Exercice 1:
Dans le récit de voyage, combien de lits compte le dortoir ?
Exercice 2:
Reproduisez s'il vous plaît le passage du récit de voyage qui s'ouvre sur les mots contenant "Mardi 11 octobre" et se ferme sur "Génial non ?)".

Lorsque je suis arrivée chez Miguel, à quelques kilomètres de l’aéroport de Montevideo, en Uruguay, je ne savais pas grand chose de lui. C’est Céline, dont j’ai découvert le blog Devenir paysans en voyageant, en fouinant sur internet qui m’avait conseillé : “Si tu vas en Uruguay, vas rencontrer Miguel Balzo, c’est quelqu’un de formidable”. Et elle avait raison.
Mardi 11 octobre
Je suis réveillée par le caquètement des poules. (Ce sont les gallinas feliz de Miguel. Traduisez “poulets joyeux” pour dire élevés en plein air. Génial non ?)
Confortablement installée dans mon duvet bien chaud, j’émerge doucement… Je regarde autour de moi : un dortoir de six lits en bois, un lavabo et une cheminée sur laquelle repose un tas de couvertures. Ma nouvelle petite maison est un peu rustique mais très agréable. Chez Miguel, je me sens merveilleusement bien.
J’avale rapidement un morceaux de la délicieuse tarte au chocolat meringuée que nous avons cuisiné hier et nous chargeons les minuscules plantes et les sachets de graines dans la camionnette. Sous le volant du vieux combi, Miguel connecte deux fils, appuie sur la pédale (je souris) et hop, nous voilà partis ! Direction : l’une de des huit écoles avec lesquelles il travaille.

Données:
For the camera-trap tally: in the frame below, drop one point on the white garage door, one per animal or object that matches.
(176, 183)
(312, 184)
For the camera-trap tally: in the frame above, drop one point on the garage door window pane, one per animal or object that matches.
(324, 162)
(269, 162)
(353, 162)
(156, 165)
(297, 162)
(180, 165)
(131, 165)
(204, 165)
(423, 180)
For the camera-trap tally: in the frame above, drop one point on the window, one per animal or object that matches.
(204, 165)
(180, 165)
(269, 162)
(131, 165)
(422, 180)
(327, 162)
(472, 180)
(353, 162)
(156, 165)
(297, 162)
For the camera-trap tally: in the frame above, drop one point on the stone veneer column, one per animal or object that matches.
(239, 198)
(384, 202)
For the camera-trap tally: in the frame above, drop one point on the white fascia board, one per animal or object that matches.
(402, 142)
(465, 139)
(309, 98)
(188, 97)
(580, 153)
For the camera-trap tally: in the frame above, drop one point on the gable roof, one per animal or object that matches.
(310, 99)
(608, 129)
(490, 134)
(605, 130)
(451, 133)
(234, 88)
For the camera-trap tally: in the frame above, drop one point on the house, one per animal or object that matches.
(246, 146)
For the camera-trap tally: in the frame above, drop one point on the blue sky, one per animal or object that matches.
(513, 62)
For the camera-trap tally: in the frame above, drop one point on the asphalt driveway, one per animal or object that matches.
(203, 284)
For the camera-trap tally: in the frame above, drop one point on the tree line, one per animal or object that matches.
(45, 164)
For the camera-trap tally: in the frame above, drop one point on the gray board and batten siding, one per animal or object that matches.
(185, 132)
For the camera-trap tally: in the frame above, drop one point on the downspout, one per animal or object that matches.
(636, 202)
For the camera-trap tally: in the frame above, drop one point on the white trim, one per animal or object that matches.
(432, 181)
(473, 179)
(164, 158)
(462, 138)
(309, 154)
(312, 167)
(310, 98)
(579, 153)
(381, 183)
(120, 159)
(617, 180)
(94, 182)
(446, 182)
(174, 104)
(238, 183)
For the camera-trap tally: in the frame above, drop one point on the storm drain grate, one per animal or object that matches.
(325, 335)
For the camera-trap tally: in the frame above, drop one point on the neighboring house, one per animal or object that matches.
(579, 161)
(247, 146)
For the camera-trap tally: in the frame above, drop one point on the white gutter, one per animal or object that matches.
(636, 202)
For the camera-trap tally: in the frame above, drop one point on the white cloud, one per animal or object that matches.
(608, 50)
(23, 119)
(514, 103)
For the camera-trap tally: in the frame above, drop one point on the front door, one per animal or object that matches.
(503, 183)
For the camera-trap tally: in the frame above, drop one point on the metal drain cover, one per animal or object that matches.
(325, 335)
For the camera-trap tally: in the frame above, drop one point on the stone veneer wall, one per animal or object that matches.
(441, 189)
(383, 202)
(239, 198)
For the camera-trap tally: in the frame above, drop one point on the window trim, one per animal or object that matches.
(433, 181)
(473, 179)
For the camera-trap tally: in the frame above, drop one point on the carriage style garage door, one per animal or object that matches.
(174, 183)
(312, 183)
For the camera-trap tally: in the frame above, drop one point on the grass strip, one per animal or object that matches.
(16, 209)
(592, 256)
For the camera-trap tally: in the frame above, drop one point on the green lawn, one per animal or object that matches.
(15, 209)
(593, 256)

Résultat 1:
Six lits en bois.

Résultat 2:
Mardi 11 octobre
Je suis réveillée par le caquètement des poules. (Ce sont les gallinas feliz de Miguel. Traduisez “poulets joyeux” pour dire élevés en plein air. Génial non ?)